_Exercise instructions_
Reproduce the entries shown below only from the line with "sample | x=444, y=48" down to the line with "target | clear blue sky", keeping both end lines and copying each one exactly.

(Point-per-instance localization data)
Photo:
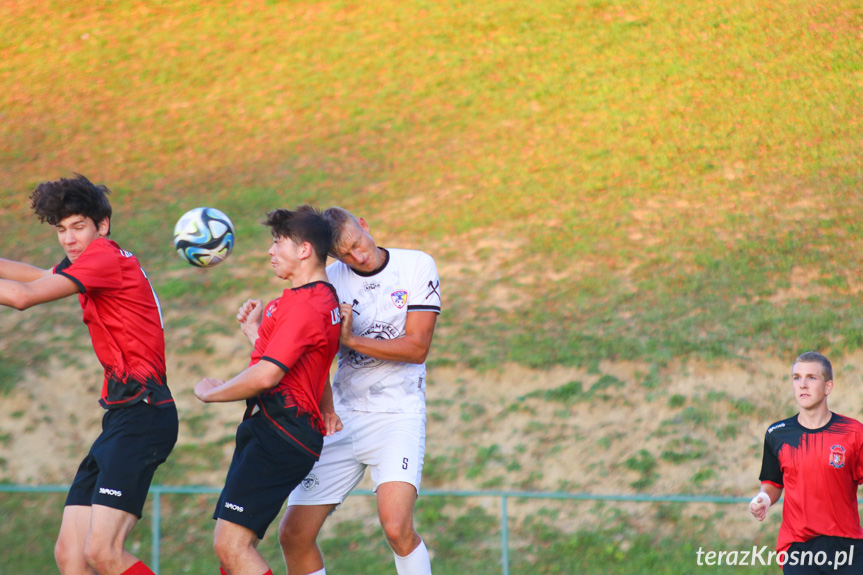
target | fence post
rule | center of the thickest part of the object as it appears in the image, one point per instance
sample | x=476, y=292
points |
x=504, y=535
x=157, y=528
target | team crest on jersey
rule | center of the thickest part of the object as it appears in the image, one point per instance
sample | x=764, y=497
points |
x=400, y=298
x=272, y=308
x=837, y=456
x=310, y=482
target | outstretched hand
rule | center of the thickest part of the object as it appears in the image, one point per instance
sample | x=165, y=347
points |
x=250, y=315
x=347, y=311
x=203, y=387
x=332, y=423
x=759, y=505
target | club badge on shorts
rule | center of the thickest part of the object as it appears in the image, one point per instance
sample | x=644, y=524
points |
x=837, y=456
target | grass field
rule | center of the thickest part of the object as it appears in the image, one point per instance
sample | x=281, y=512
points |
x=597, y=180
x=669, y=179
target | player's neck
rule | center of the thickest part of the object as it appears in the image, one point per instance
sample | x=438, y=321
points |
x=307, y=276
x=814, y=418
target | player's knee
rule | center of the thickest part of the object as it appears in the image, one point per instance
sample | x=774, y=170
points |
x=65, y=556
x=399, y=532
x=292, y=536
x=224, y=550
x=101, y=557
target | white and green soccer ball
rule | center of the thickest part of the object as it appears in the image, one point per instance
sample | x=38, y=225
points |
x=204, y=237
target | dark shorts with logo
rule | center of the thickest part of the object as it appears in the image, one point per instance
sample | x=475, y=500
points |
x=264, y=471
x=117, y=472
x=825, y=554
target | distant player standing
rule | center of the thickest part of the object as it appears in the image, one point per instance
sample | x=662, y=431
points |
x=390, y=303
x=139, y=428
x=817, y=458
x=289, y=400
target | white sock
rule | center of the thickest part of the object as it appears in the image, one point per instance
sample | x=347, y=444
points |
x=416, y=563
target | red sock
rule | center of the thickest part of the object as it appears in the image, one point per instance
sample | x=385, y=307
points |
x=138, y=569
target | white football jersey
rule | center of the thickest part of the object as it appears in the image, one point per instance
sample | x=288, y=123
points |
x=408, y=282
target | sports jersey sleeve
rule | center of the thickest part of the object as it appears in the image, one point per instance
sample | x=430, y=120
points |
x=95, y=269
x=771, y=472
x=858, y=464
x=296, y=331
x=425, y=293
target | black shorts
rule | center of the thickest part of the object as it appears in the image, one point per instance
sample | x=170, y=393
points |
x=117, y=472
x=264, y=471
x=825, y=554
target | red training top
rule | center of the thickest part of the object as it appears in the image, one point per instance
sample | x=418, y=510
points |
x=820, y=470
x=299, y=333
x=122, y=313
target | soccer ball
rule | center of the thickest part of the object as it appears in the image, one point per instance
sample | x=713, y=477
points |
x=204, y=237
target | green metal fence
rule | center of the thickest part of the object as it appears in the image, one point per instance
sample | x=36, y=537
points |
x=158, y=490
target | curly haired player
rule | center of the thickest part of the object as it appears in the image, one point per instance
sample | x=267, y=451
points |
x=139, y=428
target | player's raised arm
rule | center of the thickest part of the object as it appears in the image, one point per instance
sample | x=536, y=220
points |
x=768, y=495
x=22, y=295
x=21, y=272
x=250, y=382
x=250, y=315
x=413, y=347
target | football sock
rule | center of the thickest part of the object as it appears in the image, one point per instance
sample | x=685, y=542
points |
x=138, y=569
x=416, y=563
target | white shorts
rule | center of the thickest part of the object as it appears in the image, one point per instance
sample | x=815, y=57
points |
x=392, y=445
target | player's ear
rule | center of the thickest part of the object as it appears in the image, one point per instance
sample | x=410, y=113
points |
x=363, y=224
x=104, y=227
x=306, y=250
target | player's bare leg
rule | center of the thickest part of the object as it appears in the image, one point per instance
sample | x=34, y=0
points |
x=396, y=501
x=298, y=535
x=237, y=549
x=69, y=549
x=105, y=547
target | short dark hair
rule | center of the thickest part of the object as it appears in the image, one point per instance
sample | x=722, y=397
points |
x=815, y=357
x=305, y=224
x=76, y=196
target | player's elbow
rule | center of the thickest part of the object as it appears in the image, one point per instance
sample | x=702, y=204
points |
x=420, y=354
x=19, y=301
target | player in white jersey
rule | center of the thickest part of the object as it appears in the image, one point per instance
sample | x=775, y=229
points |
x=390, y=303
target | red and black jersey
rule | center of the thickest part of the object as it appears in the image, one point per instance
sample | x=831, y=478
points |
x=299, y=333
x=125, y=322
x=820, y=470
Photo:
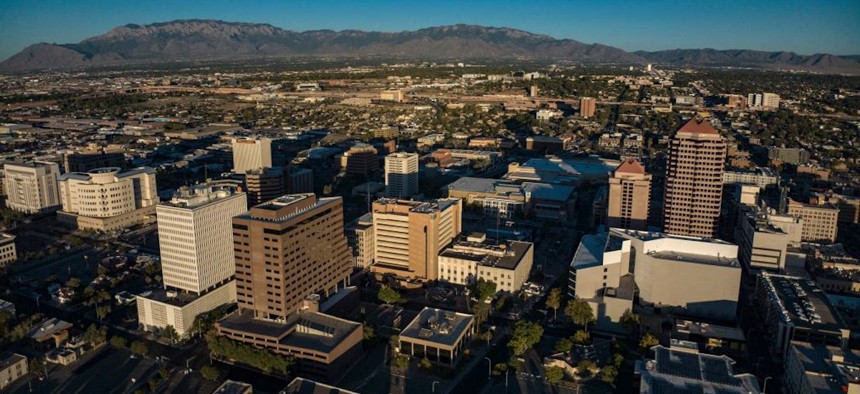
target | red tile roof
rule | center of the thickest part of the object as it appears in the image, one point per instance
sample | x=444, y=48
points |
x=698, y=126
x=631, y=166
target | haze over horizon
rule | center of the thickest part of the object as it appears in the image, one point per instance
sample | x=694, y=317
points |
x=802, y=27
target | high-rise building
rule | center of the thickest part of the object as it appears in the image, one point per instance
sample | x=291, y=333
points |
x=587, y=107
x=251, y=154
x=409, y=235
x=401, y=174
x=360, y=160
x=819, y=221
x=106, y=199
x=31, y=187
x=195, y=237
x=694, y=177
x=264, y=184
x=287, y=249
x=629, y=196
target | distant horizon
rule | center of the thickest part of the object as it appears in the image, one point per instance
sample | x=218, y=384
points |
x=827, y=27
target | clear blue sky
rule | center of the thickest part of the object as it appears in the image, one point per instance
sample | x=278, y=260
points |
x=806, y=27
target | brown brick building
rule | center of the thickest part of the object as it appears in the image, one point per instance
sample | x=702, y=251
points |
x=697, y=157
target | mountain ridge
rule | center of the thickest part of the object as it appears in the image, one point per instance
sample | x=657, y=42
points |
x=203, y=39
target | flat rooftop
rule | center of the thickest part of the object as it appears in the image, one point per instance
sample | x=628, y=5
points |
x=681, y=371
x=802, y=303
x=507, y=255
x=438, y=326
x=307, y=386
x=307, y=330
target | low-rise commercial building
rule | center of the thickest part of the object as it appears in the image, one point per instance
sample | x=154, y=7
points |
x=106, y=199
x=682, y=370
x=819, y=221
x=438, y=335
x=507, y=264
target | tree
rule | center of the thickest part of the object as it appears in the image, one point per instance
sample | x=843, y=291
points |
x=584, y=368
x=629, y=320
x=579, y=312
x=553, y=300
x=581, y=337
x=526, y=334
x=388, y=295
x=563, y=345
x=647, y=342
x=169, y=334
x=138, y=347
x=118, y=341
x=209, y=373
x=609, y=374
x=554, y=374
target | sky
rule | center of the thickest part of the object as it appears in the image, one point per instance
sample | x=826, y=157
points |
x=805, y=27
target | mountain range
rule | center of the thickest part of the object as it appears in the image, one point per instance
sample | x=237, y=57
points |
x=200, y=40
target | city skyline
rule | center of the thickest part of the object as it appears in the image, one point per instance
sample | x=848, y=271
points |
x=813, y=27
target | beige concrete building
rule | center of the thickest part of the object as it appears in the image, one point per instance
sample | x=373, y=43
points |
x=694, y=180
x=401, y=174
x=764, y=237
x=8, y=253
x=264, y=184
x=251, y=154
x=587, y=107
x=507, y=264
x=438, y=335
x=287, y=249
x=629, y=196
x=106, y=199
x=196, y=240
x=819, y=221
x=408, y=235
x=684, y=275
x=31, y=187
x=12, y=367
x=361, y=240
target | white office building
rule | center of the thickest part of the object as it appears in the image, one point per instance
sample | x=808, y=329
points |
x=251, y=154
x=196, y=241
x=31, y=187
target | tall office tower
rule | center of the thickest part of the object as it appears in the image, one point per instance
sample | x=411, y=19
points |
x=408, y=235
x=360, y=160
x=587, y=106
x=31, y=187
x=195, y=236
x=629, y=196
x=694, y=175
x=287, y=249
x=265, y=184
x=401, y=175
x=251, y=154
x=106, y=199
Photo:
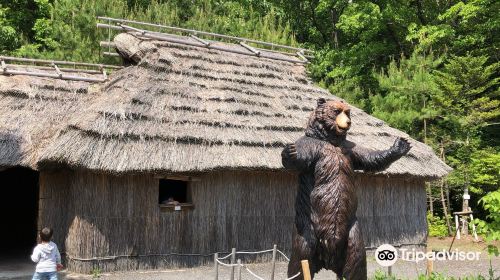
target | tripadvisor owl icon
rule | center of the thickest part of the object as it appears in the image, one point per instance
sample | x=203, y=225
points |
x=386, y=255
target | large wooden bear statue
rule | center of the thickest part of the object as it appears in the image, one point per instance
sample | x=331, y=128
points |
x=327, y=231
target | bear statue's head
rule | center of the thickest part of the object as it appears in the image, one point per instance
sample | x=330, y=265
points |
x=330, y=121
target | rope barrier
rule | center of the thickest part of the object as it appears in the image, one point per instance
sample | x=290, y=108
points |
x=227, y=264
x=283, y=254
x=258, y=252
x=223, y=258
x=253, y=274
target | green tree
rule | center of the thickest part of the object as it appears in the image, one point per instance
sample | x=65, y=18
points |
x=405, y=92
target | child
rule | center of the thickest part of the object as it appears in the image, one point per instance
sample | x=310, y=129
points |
x=47, y=257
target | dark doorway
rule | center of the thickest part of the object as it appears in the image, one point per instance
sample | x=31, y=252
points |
x=18, y=210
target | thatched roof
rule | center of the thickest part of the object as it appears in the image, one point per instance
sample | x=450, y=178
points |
x=33, y=111
x=188, y=109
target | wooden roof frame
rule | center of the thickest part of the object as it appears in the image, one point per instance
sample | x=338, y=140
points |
x=295, y=55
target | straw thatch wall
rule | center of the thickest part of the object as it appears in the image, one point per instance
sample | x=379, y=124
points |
x=98, y=215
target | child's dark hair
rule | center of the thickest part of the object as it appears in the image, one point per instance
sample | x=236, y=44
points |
x=46, y=234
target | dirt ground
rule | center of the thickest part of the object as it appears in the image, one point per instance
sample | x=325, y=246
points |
x=402, y=269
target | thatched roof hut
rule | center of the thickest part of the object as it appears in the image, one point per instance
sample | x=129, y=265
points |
x=212, y=121
x=34, y=110
x=195, y=106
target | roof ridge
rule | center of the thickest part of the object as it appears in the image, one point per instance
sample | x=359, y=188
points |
x=300, y=55
x=53, y=65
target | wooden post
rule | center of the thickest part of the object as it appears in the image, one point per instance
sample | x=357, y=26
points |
x=457, y=224
x=233, y=261
x=473, y=227
x=238, y=271
x=430, y=264
x=275, y=248
x=216, y=266
x=305, y=269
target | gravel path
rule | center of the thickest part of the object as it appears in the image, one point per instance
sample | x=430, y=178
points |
x=402, y=270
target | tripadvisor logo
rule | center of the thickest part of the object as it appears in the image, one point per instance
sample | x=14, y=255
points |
x=387, y=255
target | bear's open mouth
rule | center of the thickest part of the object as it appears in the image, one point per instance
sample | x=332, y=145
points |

_Answer to this task_
sample | x=444, y=48
points |
x=698, y=126
x=631, y=166
target | haze over horizon
rule | center of the thickest part of the object as it appears in the image, one point per instance
sample | x=694, y=317
points |
x=802, y=27
target | high-rise building
rule | center of the thickest part of the object as it appears in the image, one point per instance
sample | x=291, y=333
points |
x=587, y=107
x=251, y=154
x=409, y=235
x=401, y=174
x=360, y=160
x=819, y=221
x=106, y=199
x=31, y=187
x=195, y=237
x=694, y=177
x=264, y=184
x=287, y=249
x=629, y=196
target | distant horizon
rule | center of the thickest part of the object as it appears in the image, one point per instance
sample | x=218, y=384
points |
x=827, y=27
target | clear blue sky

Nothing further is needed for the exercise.